**Text segment**

- - -

It’s surprising that this little place hasn’t already been sucked dry in the zealous ‘rediscovery’ of British fayre. Near Victoria station, Chimes has been serving up a reliable menu of pies, roasts, proper puddings and first class cider since 1983, long before the current trend of bringing British back.
The crust on my Fidget Pie was so fresh and flaky it literally jumped off the plate as I sunk my knife into the succulent filling of gammon, potato and cider sauce beneath. The slow roasted lamb shank fell off the bone and had such delicious redcurrant and rosemary gravy that I had to stop my dining partner from licking her plate. On the sweet side, her spoon reached for a second helping of the gooey banoffee pie. The treacle tart was also rather good, although the pastry in the lemon meringue pie was much too thick and savoury for my taste.

- - -

**Provided material**
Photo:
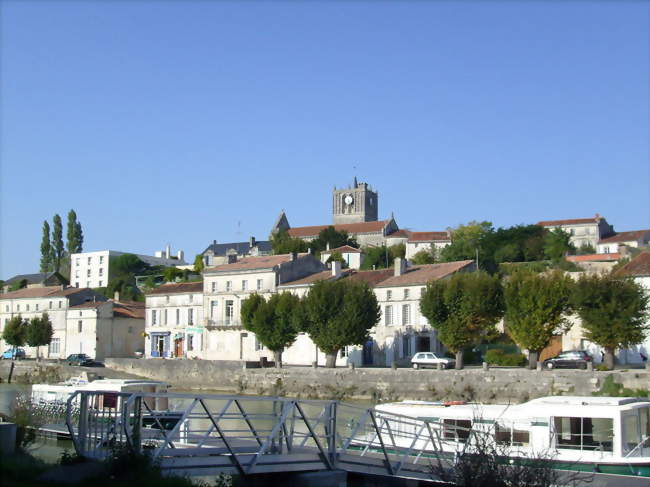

- - -

**Goals**
1. In the restaurant review, translate this sentence into Spanish: "The treacle tart was also rather good, although the pastry in the lemon meringue pie was much too thick and savoury for my taste."
2. Using the restaurant review, decide whether each statement agrees with it, answering yes or no and quoting the words that settle it: (a) Chimes has been open since 1983. (b) The Fidget Pie had a filling of chicken and mushroom. (c) The dining partner went back for more banoffee pie.

**Final results**
1. La tarta de melaza también estaba bastante buena, aunque la masa del pastel de merengue de limón era demasiado gruesa y salada para mi gusto.

2.
(a) Yes: "has been serving up a reliable menu of pies, roasts, proper puddings and first class cider since 1983"
(b) No: "the succulent filling of gammon, potato and cider sauce beneath"
(c) Yes: "her spoon reached for a second helping of the gooey banoffee pie"